## Your objective
Write out the entries verbatim and leave the images out of the copy.

## Entries
○ ○ ○

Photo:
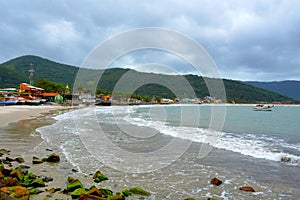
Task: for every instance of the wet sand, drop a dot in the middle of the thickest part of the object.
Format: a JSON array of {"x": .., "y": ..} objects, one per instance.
[
  {"x": 17, "y": 134},
  {"x": 9, "y": 114}
]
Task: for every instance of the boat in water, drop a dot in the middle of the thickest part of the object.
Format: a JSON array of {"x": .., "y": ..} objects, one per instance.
[{"x": 263, "y": 107}]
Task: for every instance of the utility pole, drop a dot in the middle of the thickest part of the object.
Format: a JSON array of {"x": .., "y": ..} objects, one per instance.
[{"x": 31, "y": 74}]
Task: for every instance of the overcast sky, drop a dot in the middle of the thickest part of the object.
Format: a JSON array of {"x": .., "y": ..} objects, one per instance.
[{"x": 248, "y": 40}]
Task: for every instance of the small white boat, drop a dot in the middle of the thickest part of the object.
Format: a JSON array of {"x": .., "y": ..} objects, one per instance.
[{"x": 262, "y": 107}]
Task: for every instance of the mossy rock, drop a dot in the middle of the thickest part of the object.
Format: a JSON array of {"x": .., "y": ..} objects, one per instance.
[
  {"x": 139, "y": 191},
  {"x": 53, "y": 158},
  {"x": 35, "y": 191},
  {"x": 106, "y": 192},
  {"x": 20, "y": 160},
  {"x": 17, "y": 173},
  {"x": 76, "y": 193},
  {"x": 75, "y": 184},
  {"x": 117, "y": 197},
  {"x": 38, "y": 183},
  {"x": 99, "y": 177}
]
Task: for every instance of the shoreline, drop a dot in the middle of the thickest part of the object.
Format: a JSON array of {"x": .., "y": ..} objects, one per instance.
[
  {"x": 14, "y": 114},
  {"x": 61, "y": 171}
]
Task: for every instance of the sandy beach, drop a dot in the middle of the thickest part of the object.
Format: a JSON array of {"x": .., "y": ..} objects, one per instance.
[{"x": 10, "y": 114}]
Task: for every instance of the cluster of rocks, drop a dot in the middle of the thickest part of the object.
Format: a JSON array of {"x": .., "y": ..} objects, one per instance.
[{"x": 19, "y": 183}]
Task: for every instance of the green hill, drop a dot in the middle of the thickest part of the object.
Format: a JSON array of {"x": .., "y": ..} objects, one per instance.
[{"x": 15, "y": 71}]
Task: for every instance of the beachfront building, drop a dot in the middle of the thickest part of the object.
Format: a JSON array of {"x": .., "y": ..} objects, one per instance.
[
  {"x": 53, "y": 97},
  {"x": 30, "y": 90}
]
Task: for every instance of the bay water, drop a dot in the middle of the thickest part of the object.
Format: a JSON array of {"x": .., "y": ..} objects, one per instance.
[{"x": 174, "y": 150}]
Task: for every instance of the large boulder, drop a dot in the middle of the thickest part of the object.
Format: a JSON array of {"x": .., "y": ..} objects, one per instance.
[{"x": 139, "y": 191}]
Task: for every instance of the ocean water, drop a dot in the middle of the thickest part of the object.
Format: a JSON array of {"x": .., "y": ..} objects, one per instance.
[{"x": 174, "y": 150}]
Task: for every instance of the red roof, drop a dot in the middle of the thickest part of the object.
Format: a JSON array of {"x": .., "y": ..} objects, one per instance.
[{"x": 50, "y": 94}]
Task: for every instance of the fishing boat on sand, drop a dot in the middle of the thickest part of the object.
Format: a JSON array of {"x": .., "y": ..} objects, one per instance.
[{"x": 262, "y": 107}]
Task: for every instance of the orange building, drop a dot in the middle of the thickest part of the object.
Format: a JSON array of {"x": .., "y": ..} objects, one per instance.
[{"x": 31, "y": 90}]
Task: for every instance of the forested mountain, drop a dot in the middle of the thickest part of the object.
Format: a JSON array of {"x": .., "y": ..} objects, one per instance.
[
  {"x": 288, "y": 88},
  {"x": 15, "y": 71}
]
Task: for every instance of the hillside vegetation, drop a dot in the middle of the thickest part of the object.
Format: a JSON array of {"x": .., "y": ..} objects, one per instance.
[{"x": 15, "y": 71}]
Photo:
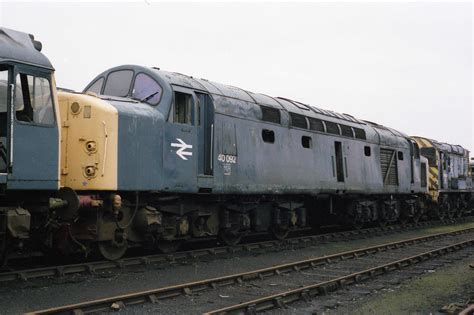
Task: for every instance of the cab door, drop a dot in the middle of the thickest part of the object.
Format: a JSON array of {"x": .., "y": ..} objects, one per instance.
[
  {"x": 180, "y": 143},
  {"x": 33, "y": 131},
  {"x": 5, "y": 101}
]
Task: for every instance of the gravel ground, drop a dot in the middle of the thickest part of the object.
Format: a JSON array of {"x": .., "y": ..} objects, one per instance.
[
  {"x": 425, "y": 289},
  {"x": 43, "y": 293}
]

○ ○ ○

## Answer to this problem
Photo:
Task: for every instance of the wet sand, drop a dot in the middle of the thickest part of the object.
Format: a JSON array of {"x": .., "y": ..} objects, one per instance.
[
  {"x": 17, "y": 134},
  {"x": 9, "y": 114}
]
Task: for every instance of the boat in water, drop a dot in the middle of the thickest part of the object.
Format: a JSON array of {"x": .., "y": ..} objects, one per instance.
[{"x": 263, "y": 107}]
Task: for every instance of the utility pole, drop a dot in the middle of the thickest part of the object.
Format: a JSON array of {"x": .., "y": ..} objects, one per instance.
[{"x": 31, "y": 74}]
Task: for every instance of the overcast sky, drop a dot in the middle of the thickest part of the object.
Format: a JSON array of {"x": .., "y": ..} objects, one per instance.
[{"x": 248, "y": 40}]
Task: for every instance of the small white boat, drop a dot in the middle of the thickest part of the object.
Format: a JSON array of {"x": .., "y": ..} objects, one per instance.
[{"x": 262, "y": 107}]
Task: for every instance of the mossy rock, drop a dot in the middle of the thickest part of the object.
Format: a JSON array of {"x": .., "y": ..} objects, one per instance.
[
  {"x": 139, "y": 191},
  {"x": 53, "y": 158},
  {"x": 35, "y": 191},
  {"x": 106, "y": 192},
  {"x": 20, "y": 160},
  {"x": 17, "y": 173},
  {"x": 76, "y": 193},
  {"x": 75, "y": 184},
  {"x": 117, "y": 197},
  {"x": 38, "y": 183},
  {"x": 99, "y": 177}
]
Task: for every instance of the shoreline, drop a dot in the middle of the thickest part of the object.
Format: a JSON array of {"x": .., "y": ..} objects, one per instance.
[
  {"x": 14, "y": 114},
  {"x": 61, "y": 171}
]
Task: for every instance of the sandy beach, drop a dot in the middle of the thickest part of the object.
Format: a JSON array of {"x": .., "y": ..} objects, one per instance.
[{"x": 10, "y": 114}]
Task: for every instance of the cluster of rocks, drop a dot in the middle of the thickest part of the object.
Format: a JSON array of {"x": .., "y": ..} objects, one per instance.
[{"x": 19, "y": 183}]
Task: for every instance of the green hill, drop a dot in the middle of the thickest part of the object.
Format: a JSON array of {"x": .., "y": ..} objects, one per instance.
[{"x": 15, "y": 71}]
Task: for every instance of the beachfront building, drop a dot in the middle of the thickest part of the object.
Format: a JSON array of {"x": .., "y": ..} objects, one per instance.
[
  {"x": 53, "y": 97},
  {"x": 30, "y": 90}
]
Task: for every instance of the bay water, drop a dot in the middle of the thickest part of the object.
Format: a JSON array of {"x": .., "y": ..} objects, one per instance.
[{"x": 174, "y": 150}]
Task: for every instance of the large boulder, drop a dot in the middle of the thickest part of the object.
Format: a JSON array of {"x": .., "y": ..} objects, one per instance.
[{"x": 139, "y": 191}]
Task: for every instance of the ocean water, drop a dot in the middle of the thickest part of the object.
Format: a JSON array of {"x": .., "y": ..} objects, one per instance.
[{"x": 174, "y": 150}]
Task: for every instance of the red roof, drop a dot in the middle of the thickest part of the object.
Format: a JSON array of {"x": .., "y": ..} objects, one per instance.
[{"x": 50, "y": 94}]
Task: for every instance of the fishing boat on sand, drop a dot in the middle of the thickest part of the object.
Format: a JSON array of {"x": .., "y": ..} objects, one per instance.
[{"x": 262, "y": 107}]
Task: for every instance of the orange building, drop a dot in the middle of the thickest part of the object.
Format: a JSON array of {"x": .., "y": ..} objects, one per instance.
[{"x": 31, "y": 90}]
Task: for every instance of the forested mountain, drop a dot in the middle of the thickest part of the object.
Format: a JSON array of {"x": .., "y": ..} objects, one per instance.
[
  {"x": 288, "y": 88},
  {"x": 15, "y": 71}
]
Task: for every instance of the hillside vegetation, drop a dot in the middle of the thickest part of the object.
Format: a JSON array of {"x": .., "y": ..} objects, one per instance.
[{"x": 15, "y": 71}]
Photo:
Task: for every instance of the cab door, drop a dot in the middle of the thickest part of the object.
Format: a JSON array of {"x": .., "y": ..} objects, one per instance.
[
  {"x": 180, "y": 143},
  {"x": 33, "y": 131},
  {"x": 5, "y": 101}
]
Task: for every instance of the gravel ground, drop a dot in the middle of the thickest part of the object.
Format: a JSON array of {"x": .., "y": ..} objects, one per instance.
[
  {"x": 425, "y": 289},
  {"x": 43, "y": 293}
]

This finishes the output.